- _Given task_:
Extract every line of the data below that contains the word "blue", and copy each one in full.

- _Provided material_:
════
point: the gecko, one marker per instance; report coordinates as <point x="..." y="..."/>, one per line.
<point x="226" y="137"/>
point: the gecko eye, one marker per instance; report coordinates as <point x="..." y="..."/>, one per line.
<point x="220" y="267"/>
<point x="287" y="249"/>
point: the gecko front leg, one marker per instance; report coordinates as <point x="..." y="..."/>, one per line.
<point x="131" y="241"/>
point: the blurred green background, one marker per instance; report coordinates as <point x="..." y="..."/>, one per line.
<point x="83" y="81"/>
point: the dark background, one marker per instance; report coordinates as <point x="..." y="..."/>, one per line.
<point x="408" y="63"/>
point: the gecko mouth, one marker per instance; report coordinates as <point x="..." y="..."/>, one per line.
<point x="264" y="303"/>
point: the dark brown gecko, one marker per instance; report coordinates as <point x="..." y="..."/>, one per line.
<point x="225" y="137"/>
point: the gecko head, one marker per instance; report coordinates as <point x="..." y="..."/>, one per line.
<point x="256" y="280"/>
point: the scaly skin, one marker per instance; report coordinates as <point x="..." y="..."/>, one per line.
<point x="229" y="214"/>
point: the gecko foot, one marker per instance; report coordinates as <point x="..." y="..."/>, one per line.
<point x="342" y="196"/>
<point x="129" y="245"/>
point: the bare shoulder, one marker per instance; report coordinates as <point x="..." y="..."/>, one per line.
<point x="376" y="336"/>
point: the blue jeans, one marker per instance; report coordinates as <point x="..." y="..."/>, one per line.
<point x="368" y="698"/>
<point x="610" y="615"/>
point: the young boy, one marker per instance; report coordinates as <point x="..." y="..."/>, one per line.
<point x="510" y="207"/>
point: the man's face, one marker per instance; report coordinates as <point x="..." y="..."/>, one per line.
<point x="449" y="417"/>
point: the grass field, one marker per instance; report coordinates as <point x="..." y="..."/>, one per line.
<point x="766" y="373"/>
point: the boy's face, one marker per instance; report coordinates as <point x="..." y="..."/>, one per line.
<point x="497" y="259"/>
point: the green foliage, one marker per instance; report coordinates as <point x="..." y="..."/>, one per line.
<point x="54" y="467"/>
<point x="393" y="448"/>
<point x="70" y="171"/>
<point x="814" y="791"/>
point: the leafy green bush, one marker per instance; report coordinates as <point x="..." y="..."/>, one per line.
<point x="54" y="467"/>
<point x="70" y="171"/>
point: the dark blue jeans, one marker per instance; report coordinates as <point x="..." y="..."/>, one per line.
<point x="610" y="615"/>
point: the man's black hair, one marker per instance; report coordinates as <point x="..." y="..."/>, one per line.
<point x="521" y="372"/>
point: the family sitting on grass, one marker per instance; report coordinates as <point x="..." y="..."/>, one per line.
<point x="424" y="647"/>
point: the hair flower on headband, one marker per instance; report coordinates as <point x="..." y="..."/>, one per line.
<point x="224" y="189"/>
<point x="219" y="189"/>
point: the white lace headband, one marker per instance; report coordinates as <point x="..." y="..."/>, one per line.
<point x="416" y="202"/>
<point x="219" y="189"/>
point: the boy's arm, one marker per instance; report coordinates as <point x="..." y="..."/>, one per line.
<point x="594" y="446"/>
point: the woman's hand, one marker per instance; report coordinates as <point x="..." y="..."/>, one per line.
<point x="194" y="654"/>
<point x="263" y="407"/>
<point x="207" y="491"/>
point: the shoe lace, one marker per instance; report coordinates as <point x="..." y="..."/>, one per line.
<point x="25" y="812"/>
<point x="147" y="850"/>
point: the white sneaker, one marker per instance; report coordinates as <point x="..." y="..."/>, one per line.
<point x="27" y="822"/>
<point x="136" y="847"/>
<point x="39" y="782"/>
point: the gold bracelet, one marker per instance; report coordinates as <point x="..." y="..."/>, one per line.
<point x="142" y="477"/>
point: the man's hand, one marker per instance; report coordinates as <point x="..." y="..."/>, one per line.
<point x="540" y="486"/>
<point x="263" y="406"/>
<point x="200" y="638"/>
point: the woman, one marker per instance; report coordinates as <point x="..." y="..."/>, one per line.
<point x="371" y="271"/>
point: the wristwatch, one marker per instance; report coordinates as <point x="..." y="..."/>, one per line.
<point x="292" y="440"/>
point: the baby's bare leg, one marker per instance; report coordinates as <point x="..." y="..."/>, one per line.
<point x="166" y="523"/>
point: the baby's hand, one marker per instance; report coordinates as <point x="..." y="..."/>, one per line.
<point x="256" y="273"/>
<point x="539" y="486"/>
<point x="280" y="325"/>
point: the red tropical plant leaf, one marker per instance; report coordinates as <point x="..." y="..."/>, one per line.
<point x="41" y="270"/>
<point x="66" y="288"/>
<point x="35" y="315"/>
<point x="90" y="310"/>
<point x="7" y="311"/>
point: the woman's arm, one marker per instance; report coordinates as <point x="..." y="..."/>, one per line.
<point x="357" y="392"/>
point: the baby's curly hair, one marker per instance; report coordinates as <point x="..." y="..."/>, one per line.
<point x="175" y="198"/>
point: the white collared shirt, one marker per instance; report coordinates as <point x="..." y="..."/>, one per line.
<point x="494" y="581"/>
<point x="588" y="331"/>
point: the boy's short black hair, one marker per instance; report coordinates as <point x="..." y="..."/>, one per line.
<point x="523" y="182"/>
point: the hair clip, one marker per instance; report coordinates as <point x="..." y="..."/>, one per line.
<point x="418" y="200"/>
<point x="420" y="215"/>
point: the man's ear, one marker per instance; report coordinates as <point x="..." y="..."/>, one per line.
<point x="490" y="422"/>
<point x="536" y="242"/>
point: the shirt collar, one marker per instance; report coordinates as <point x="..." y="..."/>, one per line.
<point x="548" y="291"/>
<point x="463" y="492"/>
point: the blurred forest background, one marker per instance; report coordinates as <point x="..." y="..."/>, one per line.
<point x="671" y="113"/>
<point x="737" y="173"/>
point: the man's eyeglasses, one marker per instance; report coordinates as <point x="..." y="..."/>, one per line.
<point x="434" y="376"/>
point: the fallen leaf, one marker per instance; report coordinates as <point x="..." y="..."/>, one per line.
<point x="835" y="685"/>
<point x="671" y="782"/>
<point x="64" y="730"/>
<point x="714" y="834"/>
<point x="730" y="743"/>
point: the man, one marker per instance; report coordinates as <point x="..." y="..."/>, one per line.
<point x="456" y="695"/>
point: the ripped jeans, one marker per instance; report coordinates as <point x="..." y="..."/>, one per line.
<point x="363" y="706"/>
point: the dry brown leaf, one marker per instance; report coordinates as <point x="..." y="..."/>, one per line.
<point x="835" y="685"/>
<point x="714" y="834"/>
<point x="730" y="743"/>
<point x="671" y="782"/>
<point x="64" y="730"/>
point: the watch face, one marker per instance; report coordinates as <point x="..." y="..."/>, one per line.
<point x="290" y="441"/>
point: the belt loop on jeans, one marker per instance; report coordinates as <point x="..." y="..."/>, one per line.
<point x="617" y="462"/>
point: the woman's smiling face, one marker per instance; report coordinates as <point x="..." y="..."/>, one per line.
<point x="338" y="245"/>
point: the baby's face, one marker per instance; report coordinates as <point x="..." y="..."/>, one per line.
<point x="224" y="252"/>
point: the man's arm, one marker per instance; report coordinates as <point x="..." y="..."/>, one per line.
════
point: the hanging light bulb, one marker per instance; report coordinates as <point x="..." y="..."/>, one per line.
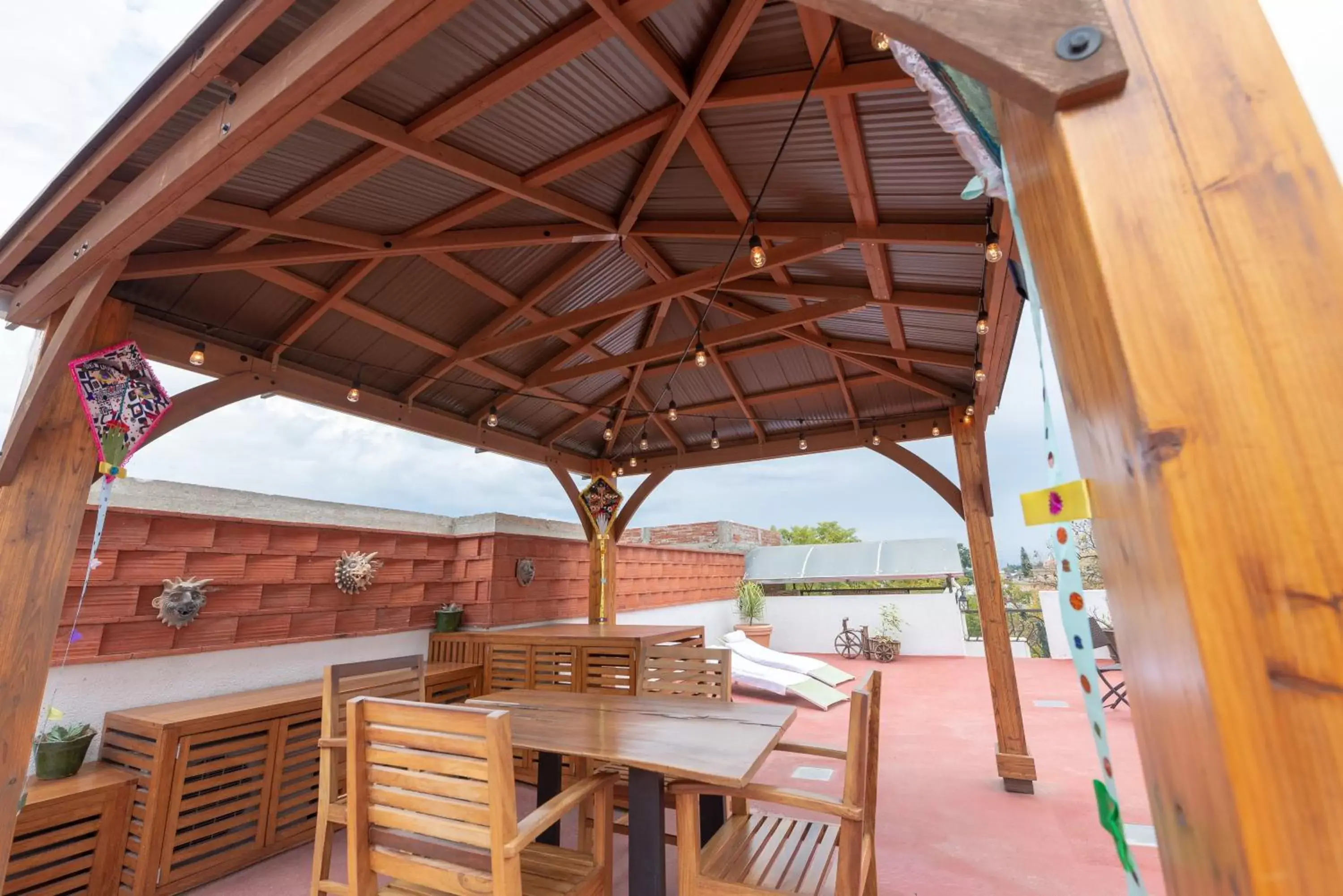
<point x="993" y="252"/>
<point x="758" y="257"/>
════
- _Full answer_:
point: the blue jeans, one marker per instance; report coordinates as <point x="..." y="..."/>, one per line.
point: the dark blue jeans, one marker per instance; report coordinates as <point x="..." y="..."/>, one per line.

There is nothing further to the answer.